Once you find the line with "box: [280, 258, 446, 352]", copy it and every line after it through the end of the entries below, exactly as written.

[Stored data entries]
━━━━━━━━━━
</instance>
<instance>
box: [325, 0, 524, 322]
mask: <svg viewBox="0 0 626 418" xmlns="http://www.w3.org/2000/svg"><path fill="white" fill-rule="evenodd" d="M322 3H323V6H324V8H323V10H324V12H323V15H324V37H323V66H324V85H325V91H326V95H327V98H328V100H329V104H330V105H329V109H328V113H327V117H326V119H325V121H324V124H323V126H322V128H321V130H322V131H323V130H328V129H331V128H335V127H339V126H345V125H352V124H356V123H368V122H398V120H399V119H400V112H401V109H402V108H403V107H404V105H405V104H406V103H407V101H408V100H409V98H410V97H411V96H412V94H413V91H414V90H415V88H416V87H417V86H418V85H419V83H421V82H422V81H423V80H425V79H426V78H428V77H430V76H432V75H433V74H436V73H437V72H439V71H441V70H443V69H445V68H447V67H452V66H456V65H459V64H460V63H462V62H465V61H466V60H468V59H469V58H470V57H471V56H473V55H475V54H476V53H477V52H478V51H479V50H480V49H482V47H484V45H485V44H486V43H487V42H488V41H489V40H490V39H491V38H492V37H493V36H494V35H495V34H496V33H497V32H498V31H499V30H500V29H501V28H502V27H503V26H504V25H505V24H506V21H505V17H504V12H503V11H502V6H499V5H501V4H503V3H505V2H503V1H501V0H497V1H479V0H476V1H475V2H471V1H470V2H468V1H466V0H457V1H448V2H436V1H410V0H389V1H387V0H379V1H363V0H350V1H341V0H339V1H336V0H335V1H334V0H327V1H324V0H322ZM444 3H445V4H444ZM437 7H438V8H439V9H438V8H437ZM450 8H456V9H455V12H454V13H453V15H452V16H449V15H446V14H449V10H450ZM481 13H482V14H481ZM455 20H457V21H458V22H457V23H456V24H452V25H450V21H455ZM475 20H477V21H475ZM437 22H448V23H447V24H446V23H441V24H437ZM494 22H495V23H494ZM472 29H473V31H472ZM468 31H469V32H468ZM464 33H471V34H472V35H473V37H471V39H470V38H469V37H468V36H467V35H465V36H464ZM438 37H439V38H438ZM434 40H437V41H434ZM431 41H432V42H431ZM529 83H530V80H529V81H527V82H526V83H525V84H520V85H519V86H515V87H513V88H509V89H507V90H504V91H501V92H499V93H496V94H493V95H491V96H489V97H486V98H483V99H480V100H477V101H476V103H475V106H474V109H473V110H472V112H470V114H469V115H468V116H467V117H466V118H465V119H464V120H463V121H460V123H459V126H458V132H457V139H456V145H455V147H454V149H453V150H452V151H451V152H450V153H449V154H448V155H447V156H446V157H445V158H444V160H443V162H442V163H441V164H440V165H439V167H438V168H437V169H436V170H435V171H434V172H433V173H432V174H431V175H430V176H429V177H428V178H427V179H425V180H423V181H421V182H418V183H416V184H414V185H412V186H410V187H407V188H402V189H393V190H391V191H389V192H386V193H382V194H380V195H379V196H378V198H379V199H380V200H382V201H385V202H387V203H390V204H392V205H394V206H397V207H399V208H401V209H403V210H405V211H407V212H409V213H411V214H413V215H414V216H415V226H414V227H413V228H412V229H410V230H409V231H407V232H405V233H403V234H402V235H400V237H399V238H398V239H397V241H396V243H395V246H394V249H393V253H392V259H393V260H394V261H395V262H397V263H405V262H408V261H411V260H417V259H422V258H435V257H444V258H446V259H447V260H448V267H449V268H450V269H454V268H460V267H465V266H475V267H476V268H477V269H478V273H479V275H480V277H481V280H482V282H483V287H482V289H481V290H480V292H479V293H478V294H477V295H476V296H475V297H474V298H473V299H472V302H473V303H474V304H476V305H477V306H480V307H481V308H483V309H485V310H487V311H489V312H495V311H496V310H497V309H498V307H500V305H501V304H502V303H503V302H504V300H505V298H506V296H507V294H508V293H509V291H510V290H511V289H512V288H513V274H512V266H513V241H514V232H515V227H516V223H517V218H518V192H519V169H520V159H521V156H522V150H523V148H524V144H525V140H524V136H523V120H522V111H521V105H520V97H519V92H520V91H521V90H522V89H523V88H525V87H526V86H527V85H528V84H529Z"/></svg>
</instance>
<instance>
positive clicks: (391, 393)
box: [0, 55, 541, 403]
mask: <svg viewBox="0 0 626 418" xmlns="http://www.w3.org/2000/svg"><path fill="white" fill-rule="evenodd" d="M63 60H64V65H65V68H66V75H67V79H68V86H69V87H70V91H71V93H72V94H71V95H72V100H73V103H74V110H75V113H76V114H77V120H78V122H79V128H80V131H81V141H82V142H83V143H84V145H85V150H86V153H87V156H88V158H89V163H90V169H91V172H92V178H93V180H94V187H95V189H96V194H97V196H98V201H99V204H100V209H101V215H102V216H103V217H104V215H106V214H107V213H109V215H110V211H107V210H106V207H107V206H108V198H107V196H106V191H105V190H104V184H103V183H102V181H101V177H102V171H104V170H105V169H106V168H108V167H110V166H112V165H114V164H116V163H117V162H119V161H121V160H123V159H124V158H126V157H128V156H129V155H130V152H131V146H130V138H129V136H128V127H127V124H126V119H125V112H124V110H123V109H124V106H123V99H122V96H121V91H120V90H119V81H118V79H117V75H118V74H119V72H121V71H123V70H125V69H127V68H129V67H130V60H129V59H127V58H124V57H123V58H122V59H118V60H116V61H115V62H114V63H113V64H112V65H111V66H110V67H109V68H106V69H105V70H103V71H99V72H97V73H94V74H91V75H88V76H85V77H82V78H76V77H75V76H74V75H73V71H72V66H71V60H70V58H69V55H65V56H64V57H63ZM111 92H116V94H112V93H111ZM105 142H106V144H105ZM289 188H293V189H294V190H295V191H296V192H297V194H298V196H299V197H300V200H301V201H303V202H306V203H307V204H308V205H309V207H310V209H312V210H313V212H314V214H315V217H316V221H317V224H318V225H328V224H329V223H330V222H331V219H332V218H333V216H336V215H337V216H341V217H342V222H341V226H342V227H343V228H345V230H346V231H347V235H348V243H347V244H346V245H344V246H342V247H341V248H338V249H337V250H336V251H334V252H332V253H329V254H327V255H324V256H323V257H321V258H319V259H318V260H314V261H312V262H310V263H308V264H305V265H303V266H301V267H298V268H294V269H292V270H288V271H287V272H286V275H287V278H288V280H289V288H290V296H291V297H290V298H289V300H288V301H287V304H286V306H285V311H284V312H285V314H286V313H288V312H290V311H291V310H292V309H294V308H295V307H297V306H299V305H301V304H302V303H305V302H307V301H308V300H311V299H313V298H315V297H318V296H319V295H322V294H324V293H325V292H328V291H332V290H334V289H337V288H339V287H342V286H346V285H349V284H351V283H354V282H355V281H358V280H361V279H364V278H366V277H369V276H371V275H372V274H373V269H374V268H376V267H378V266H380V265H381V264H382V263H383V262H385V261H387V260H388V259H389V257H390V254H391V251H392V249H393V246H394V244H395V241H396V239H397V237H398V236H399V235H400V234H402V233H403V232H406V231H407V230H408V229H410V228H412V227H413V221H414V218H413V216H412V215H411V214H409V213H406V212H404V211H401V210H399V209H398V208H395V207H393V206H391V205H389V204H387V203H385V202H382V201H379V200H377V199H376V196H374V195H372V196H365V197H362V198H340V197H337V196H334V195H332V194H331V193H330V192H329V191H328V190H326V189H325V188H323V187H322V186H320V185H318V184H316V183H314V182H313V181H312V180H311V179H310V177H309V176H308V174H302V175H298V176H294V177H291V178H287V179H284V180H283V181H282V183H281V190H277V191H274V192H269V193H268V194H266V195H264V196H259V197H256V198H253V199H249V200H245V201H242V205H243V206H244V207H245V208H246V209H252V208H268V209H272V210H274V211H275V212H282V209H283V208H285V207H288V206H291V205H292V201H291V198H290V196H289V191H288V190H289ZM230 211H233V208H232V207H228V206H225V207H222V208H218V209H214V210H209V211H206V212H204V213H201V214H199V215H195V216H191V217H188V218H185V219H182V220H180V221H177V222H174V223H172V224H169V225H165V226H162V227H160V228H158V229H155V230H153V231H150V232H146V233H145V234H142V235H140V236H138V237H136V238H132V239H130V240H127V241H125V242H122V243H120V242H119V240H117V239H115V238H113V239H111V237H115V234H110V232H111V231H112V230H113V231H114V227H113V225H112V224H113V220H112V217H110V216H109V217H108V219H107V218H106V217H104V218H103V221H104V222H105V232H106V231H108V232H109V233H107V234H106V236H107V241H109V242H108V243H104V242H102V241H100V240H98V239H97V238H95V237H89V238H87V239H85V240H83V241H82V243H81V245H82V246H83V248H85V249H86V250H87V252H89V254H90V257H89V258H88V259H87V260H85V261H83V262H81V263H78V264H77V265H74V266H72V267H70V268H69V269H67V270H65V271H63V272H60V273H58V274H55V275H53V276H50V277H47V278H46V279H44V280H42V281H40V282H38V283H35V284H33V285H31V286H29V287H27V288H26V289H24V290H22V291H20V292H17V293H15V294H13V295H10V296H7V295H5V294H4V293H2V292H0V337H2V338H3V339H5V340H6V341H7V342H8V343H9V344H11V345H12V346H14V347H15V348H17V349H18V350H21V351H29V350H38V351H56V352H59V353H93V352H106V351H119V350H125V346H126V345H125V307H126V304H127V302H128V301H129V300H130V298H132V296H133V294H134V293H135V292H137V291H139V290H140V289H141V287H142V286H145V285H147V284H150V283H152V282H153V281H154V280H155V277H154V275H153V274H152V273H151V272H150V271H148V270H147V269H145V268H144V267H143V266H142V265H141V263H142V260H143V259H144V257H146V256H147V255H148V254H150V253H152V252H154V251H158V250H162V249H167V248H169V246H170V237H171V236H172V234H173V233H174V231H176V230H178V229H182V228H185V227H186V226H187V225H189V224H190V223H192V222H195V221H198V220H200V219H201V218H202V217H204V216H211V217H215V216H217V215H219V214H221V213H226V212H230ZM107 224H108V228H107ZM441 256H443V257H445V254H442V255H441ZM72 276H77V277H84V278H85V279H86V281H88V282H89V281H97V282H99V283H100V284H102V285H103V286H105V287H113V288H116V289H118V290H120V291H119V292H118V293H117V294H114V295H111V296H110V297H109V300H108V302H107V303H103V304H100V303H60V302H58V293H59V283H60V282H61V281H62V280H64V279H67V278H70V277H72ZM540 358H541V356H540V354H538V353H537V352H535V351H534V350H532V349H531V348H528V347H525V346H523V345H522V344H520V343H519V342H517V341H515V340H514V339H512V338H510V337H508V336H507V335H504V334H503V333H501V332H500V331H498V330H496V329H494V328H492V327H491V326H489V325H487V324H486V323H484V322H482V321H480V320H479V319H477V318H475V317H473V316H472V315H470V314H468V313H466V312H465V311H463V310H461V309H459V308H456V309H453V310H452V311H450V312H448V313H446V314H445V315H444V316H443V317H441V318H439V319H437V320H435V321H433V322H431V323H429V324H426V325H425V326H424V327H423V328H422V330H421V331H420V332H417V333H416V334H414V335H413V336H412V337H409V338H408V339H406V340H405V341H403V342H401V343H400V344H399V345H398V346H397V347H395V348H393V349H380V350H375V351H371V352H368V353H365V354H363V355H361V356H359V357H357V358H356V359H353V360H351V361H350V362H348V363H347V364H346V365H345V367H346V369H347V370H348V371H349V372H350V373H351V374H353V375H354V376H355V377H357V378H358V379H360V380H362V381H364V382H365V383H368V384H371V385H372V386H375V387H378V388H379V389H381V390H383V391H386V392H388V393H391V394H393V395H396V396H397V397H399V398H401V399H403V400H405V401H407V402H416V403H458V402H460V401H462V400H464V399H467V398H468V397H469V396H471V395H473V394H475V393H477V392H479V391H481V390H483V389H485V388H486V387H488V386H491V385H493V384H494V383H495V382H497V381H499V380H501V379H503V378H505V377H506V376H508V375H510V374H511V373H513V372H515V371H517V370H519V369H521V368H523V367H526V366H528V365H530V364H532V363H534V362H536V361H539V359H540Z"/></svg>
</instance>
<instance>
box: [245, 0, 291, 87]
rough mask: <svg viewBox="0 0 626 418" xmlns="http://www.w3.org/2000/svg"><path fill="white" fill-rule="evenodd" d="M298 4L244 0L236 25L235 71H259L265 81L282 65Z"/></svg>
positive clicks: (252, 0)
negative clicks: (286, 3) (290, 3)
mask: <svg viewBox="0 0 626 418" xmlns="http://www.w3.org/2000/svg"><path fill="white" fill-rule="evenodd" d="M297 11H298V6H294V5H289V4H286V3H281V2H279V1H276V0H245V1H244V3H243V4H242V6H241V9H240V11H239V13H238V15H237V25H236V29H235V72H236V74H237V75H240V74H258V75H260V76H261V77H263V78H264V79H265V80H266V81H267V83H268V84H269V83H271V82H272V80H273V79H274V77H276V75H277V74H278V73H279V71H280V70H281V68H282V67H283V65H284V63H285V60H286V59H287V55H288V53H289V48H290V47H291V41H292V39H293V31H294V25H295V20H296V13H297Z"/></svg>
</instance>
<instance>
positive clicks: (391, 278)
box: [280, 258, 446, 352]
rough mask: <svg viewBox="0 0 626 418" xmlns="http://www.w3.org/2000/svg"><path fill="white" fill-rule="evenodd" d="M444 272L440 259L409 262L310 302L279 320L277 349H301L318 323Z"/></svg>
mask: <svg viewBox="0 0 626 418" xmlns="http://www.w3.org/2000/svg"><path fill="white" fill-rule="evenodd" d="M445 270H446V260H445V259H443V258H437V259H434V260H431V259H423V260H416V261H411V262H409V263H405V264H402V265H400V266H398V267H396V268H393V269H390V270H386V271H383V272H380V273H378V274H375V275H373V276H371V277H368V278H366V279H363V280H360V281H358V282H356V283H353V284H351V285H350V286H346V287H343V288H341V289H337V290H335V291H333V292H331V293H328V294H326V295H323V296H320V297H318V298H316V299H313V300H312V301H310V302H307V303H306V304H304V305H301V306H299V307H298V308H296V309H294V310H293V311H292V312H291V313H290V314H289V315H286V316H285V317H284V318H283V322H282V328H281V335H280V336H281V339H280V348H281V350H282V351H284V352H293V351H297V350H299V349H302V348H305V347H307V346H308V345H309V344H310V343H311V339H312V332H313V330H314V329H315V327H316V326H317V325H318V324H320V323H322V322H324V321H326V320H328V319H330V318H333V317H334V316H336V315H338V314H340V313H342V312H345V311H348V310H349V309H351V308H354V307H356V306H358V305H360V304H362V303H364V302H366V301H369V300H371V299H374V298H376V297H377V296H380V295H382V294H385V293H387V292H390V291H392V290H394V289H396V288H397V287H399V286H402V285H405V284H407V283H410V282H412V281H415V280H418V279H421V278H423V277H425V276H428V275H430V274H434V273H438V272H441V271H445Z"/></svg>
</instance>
━━━━━━━━━━
- TASK OUTPUT:
box: [280, 258, 446, 352]
rough mask: <svg viewBox="0 0 626 418" xmlns="http://www.w3.org/2000/svg"><path fill="white" fill-rule="evenodd" d="M444 272L440 259L409 262L310 302L279 320L277 349H301L318 323Z"/></svg>
mask: <svg viewBox="0 0 626 418" xmlns="http://www.w3.org/2000/svg"><path fill="white" fill-rule="evenodd" d="M445 270H446V260H445V259H443V258H437V259H434V260H431V259H423V260H416V261H411V262H409V263H405V264H402V265H400V266H398V267H396V268H393V269H390V270H386V271H383V272H380V273H378V274H375V275H373V276H371V277H368V278H366V279H363V280H360V281H358V282H356V283H353V284H351V285H350V286H346V287H343V288H341V289H337V290H335V291H333V292H331V293H328V294H326V295H323V296H320V297H318V298H316V299H313V300H312V301H310V302H307V303H306V304H304V305H301V306H299V307H298V308H296V309H294V310H293V311H292V312H291V313H290V314H289V315H286V316H285V317H284V318H283V322H282V328H281V335H280V336H281V339H280V348H281V350H282V351H284V352H293V351H297V350H299V349H302V348H305V347H307V346H308V345H309V344H310V343H311V339H312V332H313V330H314V329H315V327H316V326H317V325H318V324H320V323H322V322H324V321H326V320H328V319H330V318H333V317H334V316H336V315H338V314H340V313H342V312H345V311H348V310H349V309H351V308H354V307H356V306H358V305H360V304H362V303H364V302H366V301H369V300H371V299H374V298H376V297H377V296H380V295H382V294H385V293H387V292H390V291H392V290H394V289H396V288H397V287H399V286H402V285H405V284H407V283H410V282H412V281H415V280H418V279H421V278H423V277H425V276H428V275H430V274H434V273H438V272H441V271H445Z"/></svg>
</instance>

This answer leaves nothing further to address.